Region annotation entries:
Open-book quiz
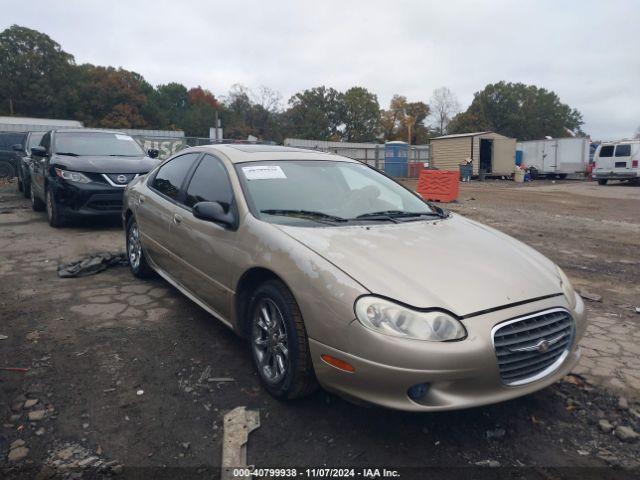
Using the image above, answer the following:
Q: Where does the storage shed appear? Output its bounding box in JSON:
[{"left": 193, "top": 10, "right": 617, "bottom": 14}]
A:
[{"left": 430, "top": 132, "right": 516, "bottom": 175}]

The request - Copy the material above line for line, omitting the pictures.

Response for this exercise -
Open-book quiz
Using the image above, answer the following:
Q: Where does the storage shed appear? Output its bounding box in JSON:
[{"left": 193, "top": 10, "right": 617, "bottom": 14}]
A:
[{"left": 430, "top": 132, "right": 516, "bottom": 175}]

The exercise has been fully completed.